[Exercise passage Boundary: Start]
The steps indicated by the numbers are grouped by color on the Roadmap to Resilience infographic. The group wisdom from the people who have embarked on this journey (i.e., the case studies in the Community Resilience Cookbook) was: You don't have to proceed numerically, but it's a good idea to complete everything in each group before moving onto the next group.
1. Someone starts. Anyone—a community advocate, a local priest, an artist, a group of pediatricians—starts the conversation and catalyzes the community’s trauma-informed, resilience-building efforts. That person may continue to lead, or someone else may lead after the start-up, or a small group may share that responsibility.
What’s important is that the individual or group understand the science of ACEs and be committed to integrating ACE-, trauma-informed and resilience-building practices into all parts of the community.
2. Local efforts. Identify any trauma-informed, resilience-building efforts under way locally and engage the leaders of those efforts.
3. Engage local leaders. The individual or group identifies a small group (30-50 people) of community leaders from different sectors—education, human services, juvenile justice, mental health—and educates them one-on-one about ACES, trauma and resilience.
4. Steering committee and Backbone organization. The most enthusiastic members of this group form a steering committee that drives the initial effort, and that forms, or identifies, a backbone organization to support the effort.
5. ACEsConnection group. Form a local group on ACEsConnection.com.
6. Make history. Document your efforts so others can learn from your community’s experience.
7. Collective impact. Develop a collective impact model in which multiple groups or agencies share a mission and develop a collaborative approach to carry out that mission. Organizations can move at their own pace to implement trauma-informed, resilience-building practices.
8. Local resources. Assess your resources—local funding, meeting space, in-kind support, etc.
[Exercise passage Boundary: End]
What to do.
1. In the roadmap steps, how many community leaders does step 3 say the small group should include?
2. Could you rewrite the roadmap steps, everything from "2. Local efforts." down to "group on ACEsConnection.com.", renaming "community leaders" as "civic leaders"?
3. Could you take the community resilience roadmap steps further, picking up after the last sentence shown?
[Dataset records Boundary: Start]
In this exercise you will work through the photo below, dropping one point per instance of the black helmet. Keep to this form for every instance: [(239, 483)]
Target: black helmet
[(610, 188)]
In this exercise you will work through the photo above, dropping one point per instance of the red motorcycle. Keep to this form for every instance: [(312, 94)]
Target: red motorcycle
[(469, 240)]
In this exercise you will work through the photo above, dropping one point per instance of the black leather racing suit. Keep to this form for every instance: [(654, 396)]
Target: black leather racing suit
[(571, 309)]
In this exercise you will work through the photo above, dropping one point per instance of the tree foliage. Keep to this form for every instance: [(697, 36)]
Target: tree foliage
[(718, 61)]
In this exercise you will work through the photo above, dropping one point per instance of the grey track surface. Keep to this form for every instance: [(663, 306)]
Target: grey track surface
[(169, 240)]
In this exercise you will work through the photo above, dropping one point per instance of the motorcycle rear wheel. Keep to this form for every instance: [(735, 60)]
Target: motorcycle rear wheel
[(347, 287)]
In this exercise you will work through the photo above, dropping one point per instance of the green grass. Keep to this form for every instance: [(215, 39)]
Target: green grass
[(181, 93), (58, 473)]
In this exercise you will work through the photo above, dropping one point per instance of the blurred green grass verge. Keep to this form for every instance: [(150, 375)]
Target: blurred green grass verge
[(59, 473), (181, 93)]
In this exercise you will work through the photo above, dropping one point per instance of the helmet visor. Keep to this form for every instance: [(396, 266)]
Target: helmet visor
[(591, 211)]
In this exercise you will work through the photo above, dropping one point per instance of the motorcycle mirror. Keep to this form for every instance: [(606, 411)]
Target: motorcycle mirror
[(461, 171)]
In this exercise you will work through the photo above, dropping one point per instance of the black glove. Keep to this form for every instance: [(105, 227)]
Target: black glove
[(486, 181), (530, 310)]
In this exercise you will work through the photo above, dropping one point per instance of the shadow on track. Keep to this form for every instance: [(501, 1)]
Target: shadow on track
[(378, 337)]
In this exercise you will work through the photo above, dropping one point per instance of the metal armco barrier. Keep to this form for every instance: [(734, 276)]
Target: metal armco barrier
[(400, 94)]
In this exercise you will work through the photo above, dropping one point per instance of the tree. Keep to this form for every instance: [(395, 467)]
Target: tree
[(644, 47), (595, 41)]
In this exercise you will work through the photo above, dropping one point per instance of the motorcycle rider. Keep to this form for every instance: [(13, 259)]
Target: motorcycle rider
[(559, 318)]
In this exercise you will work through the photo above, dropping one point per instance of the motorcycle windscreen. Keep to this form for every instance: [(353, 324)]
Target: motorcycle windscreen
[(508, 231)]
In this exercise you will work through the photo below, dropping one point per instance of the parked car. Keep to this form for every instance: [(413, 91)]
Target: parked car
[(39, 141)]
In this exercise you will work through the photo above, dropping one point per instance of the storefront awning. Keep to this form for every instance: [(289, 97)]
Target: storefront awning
[Dataset records Boundary: End]
Answers by item.
1. 30-50 people

2.
2. Local efforts. Identify any trauma-informed, resilience-building efforts under way locally and engage the leaders of those efforts.
3. Engage local leaders. The individual or group identifies a small group (30-50 people) of civic leaders from different sectors—education, human services, juvenile justice, mental health—and educates them one-on-one about ACES, trauma and resilience.
4. Steering committee and Backbone organization. The most enthusiastic members of this group form a steering committee that drives the initial effort, and that forms, or identifies, a backbone organization to support the effort.
5. ACEsConnection group. Form a local group on ACEsConnection.com.

3.
9. Mission, goals, action. Develop a mission statement, goals and a plan of action; review and update every two years.
10. Slogan. Develop a one-line slogan or tagline.
11. Local data, local urgency. Use local data to create a sense of urgency.
Focus on hope, resilience and change without losing sight of the deep and long-term impact of childhood adversity. ACEs are not destiny; if the brain can be hurt, it can also be healed.
12. Communication tools (Develop or borrow a PowerPoint presentation and content for brochures, perhaps a web site, Facebook page or video).
13. Public meetings. Schedule regular public meetings of the steering committee and make them open to anyone in the community.
Be open to “uncommon partners” in the work.
14. Local funding? Apply to local or regional foundations for initial funding, but don’t stop if you don’t get funding.
15. Walk the talk. Set a goal for all members of your coalition to “walk the talk” of trauma-informed practice in their own agencies and departments.
“Work small and think big”—that is, put trauma-informed practices in place in your own coalition and day-to-day work while building alliances and momentum for larger-scale change.
16. Presenters. Develop and train a cadre of people -- a speaker's bureau -- who can give presentations to different sectors—nurses, probation officers, pediatricians, Rotary Club members, teachers, etc.—in the community.
17. Educate. Present. Educate. Repeat. Do presentations about ACEs and resilience for all identified sectors in the community—police departments, juvenile court judges, child-care workers. Present to the same groups multiple times; it takes repeated exposures for new information to take hold.
18. Local ACE survey. Develop measures of success: an ACE survey and a “comprehension” survey to assess understanding of ACEs and resilience. [List of state ACE reports.]
19. Feedback. Develop ways to gather feedback (e.g., evaluation sheets at workshops).
Recognize that deep-rooted attitudes—for example, a belief in individual responsibility and self-sufficiency—may present barriers to understanding ACEs and resilience, and that such attitudes take time to change.
Remember that becoming trauma-informed is a long-term process, and that not everyone will “come on board” right away.
20. Summits, learning circles. Plan public education meetings—monthly “learning circles,” annual ACE Summits. Start with “ACEs 101” and move to more complex trainings on impact and implementation.
Recognize how past trauma—whether economic, environmental or political—affects your community now. Be willing to address these issues in a sensitive and inclusive way.
21. Media. Conduct media outreach at every step through local news, including traditional (newspapers, magazines), digital and social media.
Celebrate progress and successes.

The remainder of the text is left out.